EXERCISE AIM
Copy out every line of the listing below without changing anything, and leave the pictures out of your copy.

[Records from a dataset]
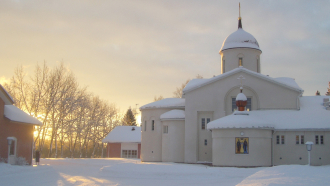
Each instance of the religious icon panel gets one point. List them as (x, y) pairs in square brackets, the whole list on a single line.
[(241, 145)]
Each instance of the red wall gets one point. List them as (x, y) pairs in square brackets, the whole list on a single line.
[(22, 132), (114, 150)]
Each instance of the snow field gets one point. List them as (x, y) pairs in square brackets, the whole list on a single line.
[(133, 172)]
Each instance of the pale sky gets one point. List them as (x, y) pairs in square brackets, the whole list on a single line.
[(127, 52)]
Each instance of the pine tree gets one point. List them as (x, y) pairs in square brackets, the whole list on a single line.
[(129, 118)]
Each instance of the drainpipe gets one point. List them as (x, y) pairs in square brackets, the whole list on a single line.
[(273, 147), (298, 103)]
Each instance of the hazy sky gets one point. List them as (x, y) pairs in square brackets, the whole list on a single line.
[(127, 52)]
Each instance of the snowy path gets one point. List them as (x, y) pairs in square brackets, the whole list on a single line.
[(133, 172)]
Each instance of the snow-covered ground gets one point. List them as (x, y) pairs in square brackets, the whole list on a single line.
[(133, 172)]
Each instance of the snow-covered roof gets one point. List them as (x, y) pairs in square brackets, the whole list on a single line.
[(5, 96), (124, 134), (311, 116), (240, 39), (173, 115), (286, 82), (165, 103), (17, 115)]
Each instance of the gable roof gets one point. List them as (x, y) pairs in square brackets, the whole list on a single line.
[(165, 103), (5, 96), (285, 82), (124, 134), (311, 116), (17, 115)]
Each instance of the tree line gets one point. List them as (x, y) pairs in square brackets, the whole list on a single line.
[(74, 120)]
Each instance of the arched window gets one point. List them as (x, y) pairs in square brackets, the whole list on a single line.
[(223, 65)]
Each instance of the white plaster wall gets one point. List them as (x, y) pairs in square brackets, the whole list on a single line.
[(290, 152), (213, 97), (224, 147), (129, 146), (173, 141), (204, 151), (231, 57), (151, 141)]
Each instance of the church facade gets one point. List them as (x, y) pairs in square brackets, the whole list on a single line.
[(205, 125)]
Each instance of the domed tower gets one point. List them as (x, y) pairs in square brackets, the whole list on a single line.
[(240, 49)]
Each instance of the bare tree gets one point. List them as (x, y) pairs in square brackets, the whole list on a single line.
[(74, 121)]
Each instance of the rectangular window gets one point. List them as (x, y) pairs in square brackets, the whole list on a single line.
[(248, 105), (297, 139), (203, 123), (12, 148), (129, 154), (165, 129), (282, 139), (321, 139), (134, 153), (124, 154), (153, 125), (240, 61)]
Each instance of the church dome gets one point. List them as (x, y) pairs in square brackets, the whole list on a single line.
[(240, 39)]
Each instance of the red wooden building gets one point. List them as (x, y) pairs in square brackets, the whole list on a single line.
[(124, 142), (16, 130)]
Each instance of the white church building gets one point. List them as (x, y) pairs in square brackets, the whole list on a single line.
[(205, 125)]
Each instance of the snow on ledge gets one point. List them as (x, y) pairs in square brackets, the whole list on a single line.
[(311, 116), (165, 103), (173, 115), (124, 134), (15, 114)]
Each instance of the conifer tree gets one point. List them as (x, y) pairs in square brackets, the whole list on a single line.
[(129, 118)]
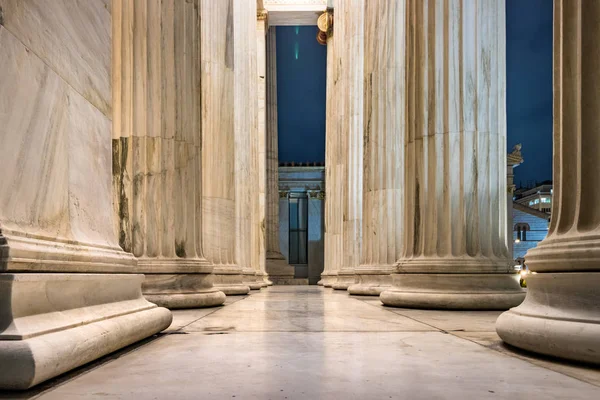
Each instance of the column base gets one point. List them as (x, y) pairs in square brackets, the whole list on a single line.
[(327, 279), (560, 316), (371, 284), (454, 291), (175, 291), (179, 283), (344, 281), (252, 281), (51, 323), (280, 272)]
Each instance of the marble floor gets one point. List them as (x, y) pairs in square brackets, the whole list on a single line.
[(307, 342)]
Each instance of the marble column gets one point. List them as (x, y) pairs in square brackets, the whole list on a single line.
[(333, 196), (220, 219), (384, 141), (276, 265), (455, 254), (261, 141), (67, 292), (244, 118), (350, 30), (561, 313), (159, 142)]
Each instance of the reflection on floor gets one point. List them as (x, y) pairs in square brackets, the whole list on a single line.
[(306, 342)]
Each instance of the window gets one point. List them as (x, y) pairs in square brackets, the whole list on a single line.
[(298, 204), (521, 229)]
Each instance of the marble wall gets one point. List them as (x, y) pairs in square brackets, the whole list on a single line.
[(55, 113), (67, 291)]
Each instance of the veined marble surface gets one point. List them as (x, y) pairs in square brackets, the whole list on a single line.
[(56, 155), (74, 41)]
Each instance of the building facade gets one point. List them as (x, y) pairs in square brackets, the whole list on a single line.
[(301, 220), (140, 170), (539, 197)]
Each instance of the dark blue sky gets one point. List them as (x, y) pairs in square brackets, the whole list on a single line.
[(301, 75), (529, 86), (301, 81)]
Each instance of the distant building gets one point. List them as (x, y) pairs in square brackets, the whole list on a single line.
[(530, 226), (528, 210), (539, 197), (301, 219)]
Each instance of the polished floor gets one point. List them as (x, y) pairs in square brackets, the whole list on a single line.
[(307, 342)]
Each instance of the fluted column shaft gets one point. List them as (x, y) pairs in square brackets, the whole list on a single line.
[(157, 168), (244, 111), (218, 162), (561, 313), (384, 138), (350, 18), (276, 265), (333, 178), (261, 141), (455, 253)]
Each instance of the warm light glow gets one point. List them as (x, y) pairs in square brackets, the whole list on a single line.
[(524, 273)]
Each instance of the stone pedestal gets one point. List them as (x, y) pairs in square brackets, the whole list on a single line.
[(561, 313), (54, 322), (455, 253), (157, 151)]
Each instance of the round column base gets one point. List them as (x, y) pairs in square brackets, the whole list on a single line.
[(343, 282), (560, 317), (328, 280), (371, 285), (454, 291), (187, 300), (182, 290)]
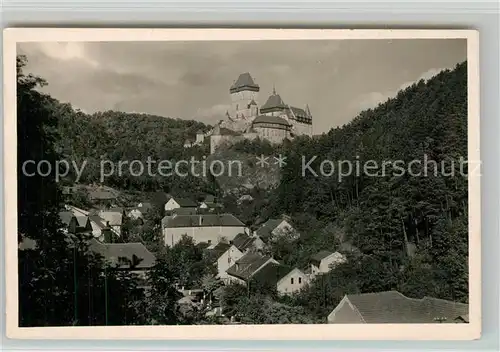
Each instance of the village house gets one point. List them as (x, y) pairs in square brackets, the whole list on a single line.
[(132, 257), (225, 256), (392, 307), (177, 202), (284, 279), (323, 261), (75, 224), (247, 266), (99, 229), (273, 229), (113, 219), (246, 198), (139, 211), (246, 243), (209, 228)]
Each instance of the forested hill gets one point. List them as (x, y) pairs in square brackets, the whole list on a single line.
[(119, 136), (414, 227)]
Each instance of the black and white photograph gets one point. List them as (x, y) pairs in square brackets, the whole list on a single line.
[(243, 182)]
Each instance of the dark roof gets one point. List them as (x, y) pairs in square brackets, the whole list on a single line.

THE RESULT
Each instance of the religious icon panel gets one point. List them as (x, y) pairs in square brackets, the whole list on a single line.
[(241, 145)]
Each instance of the red wall gets one point. List them as (x, y) pairs in square brackets, the whole list on a single line.
[(22, 132), (114, 150)]
Each instance of the snow field gets one point. List them as (x, y) pairs in square brackets, the whole list on a single line.
[(133, 172)]
Each instance of the pale sky gets one point. List them as (x, y) pairs in square brackets, the whole list on a single line.
[(127, 52)]
Each instance of the pine tree gets one point. List them as (x, y) pairs in square brackets, the whole list on a single line.
[(129, 118)]
Each instance of the drainpipe gets one point. List them as (x, y) pairs in square brackets, the whole list on a single line.
[(273, 147), (298, 103)]
Each instance of the hazy sky gets one point. List them as (x, y) pairs in square brackets, the whole list on a single line.
[(127, 52)]
Each instance of the snowy path gets one point. List them as (x, y) pairs in square brackets, the whole list on a single line.
[(133, 172)]
Each instance of the snow-covered ground gets one point. List them as (x, y) pairs in square brackets, the whole list on a single line.
[(133, 172)]
Each instance of the snow-covered roof gets one point. List them as (x, y) pairs in square brackets, the whole list on a single line.
[(5, 96), (124, 134), (311, 116), (240, 39), (173, 115), (286, 82), (165, 103), (17, 115)]
Each instance of the gable roof gets one point. List them as (x, y) pairs in square brackets, the whole list on a single line.
[(165, 103), (5, 96), (285, 82), (124, 134), (311, 116), (17, 115)]
Each instance of the tree line gets one point. List them as (x, y) pairs in square brackets, the whole list on a single line.
[(74, 120)]
Each instance of the arched window gets one point. List them as (x, y) pairs in square brackets, the whole list on a single line.
[(223, 65)]
Each instance of the white plaster wall gets one point. List them as (x, y) pairs in square brackets, the whole list on a single line.
[(290, 152), (213, 97), (224, 147), (129, 146), (173, 141), (204, 151), (231, 57), (151, 141)]
Each instance of the church facade gets one point. List them as (x, y) pairs in square brackets, the whole list on a single line.
[(205, 125)]
Each instance of the domed tower gets one point. List them as (x, y) pairs in square brackets, the whole list on a single line.
[(240, 49)]
Each instance of the bare tree gets one point. List them as (x, y) pairs in square brackets, the whole list on a single line.
[(74, 121)]
Each instance of the rectangular window gets one point. List them as (x, y) pairs in square brackets, the whole list on a single line.
[(248, 105), (297, 139), (203, 123), (12, 148), (129, 154), (165, 129), (282, 139), (321, 139), (134, 153), (124, 154), (153, 125), (240, 61)]
Each instance of the church dome gets one point. List them as (x, y) pairs in square brackets, the whole list on a single line.
[(240, 39)]
Each instance of the red wooden building gets one point. List them as (x, y) pairs in square brackets, the whole list on a single line.
[(124, 142), (16, 130)]
Each instance of the white church building gets one point. List them as (x, y) pairs in square brackets, the whole list on a single line.
[(205, 125)]
Each instance of the snow on ledge gets one point. List them as (x, y) pairs in square brackets, the whole list on a single line.
[(311, 116), (165, 103), (173, 115), (124, 134), (15, 114)]
Each instance of the conifer tree gets one point. List them as (x, y) pairs in square brackets, the whole list on a single line.
[(129, 118)]
Each instance of the column base gets one point. List them as (x, y) pairs in square brackets, the whole list on a single line.
[(327, 279), (560, 316), (371, 284), (454, 291), (175, 291), (179, 283), (344, 281), (252, 281), (51, 323), (280, 272)]
Each instance of the marble floor gets one point. List them as (x, y) pairs in square brackets, the whole list on a single line.
[(307, 342)]
Each instance of the marble column gets one point. List them as (x, y) pairs in square brackets, the whole list on a single line.
[(333, 196), (220, 219), (384, 141), (276, 265), (455, 254), (261, 141), (67, 292), (244, 118), (350, 30), (561, 313), (159, 142)]
Each instance of the reflection on floor gets one point. List them as (x, y) pairs in square brackets, the whole list on a single line.
[(306, 342)]
Each instance of the window gets one point. List them as (x, y) pairs in square brackets, the whole list on a single line.
[(298, 204), (521, 229)]
Each instance of the marble wall gets one point. List them as (x, y) pairs in square brackets, the whole list on a single line.
[(55, 113), (67, 291)]
Each instance of the veined marble surface gets one point. List them as (x, y) pairs in square brackets, the whole list on a single line.
[(56, 155), (74, 41)]
Each instance of the building facade gets one point. List them as (x, y) pairs in square brackets, the whole list on a single line.
[(301, 220), (140, 170), (539, 197)]
Each instance of the dark blue sky gets one point. List them as (x, y) pairs in square brackets, the whole list on a single line.
[(301, 75), (529, 86), (301, 81)]
Each instance of the distant building gets one point. List them as (x, y) pairs in square brackets, the whole list on a single line.
[(530, 226), (528, 210), (539, 197), (301, 219)]
Each instance of the polished floor gets one point. List them as (x, y) pairs in square brackets, the whole list on a single line.
[(307, 342)]
Each instance of the fluted column shaft gets one point. List them as (x, y) pairs in square brackets, the whole list on a single line.
[(157, 168), (244, 111), (218, 162), (561, 313), (384, 138), (350, 18), (276, 265), (333, 178), (261, 141), (455, 253)]
Each instance of the warm light glow gets one point. List them as (x, y) pairs in square brackets, the whole list on a single line.
[(524, 273)]
Each instance of the stone pedestal gets one point. List them as (x, y) pairs in square brackets, the whole list on a single line.
[(561, 313), (54, 322), (455, 253), (157, 151)]
Each instance of the round column base gets one point. List them as (x, y) pairs in square brackets, the whole list on a single line.
[(343, 282), (560, 317), (328, 280), (371, 285), (454, 291), (187, 300), (182, 290)]
Each instance of the village house gets one point. List them as (x, y) pairs in square brackets, the whole list on a single line.
[(132, 257), (225, 256), (392, 307), (177, 202), (284, 279), (323, 261), (75, 224), (247, 266), (99, 229), (273, 229), (113, 219), (246, 198), (139, 211), (246, 243), (209, 228)]
Each instance of the forested hill gets one point. List them as (x, y) pairs in square brackets, the whole list on a single line.
[(119, 136), (414, 227)]
Each instance of the black and white photograph gets one point. List them as (x, y) pairs in square brackets, the whole list on a single line.
[(243, 182)]
Each instance of the dark roof gets one point. List them as (x, y) pairs in square brackets, the whole list on a single line.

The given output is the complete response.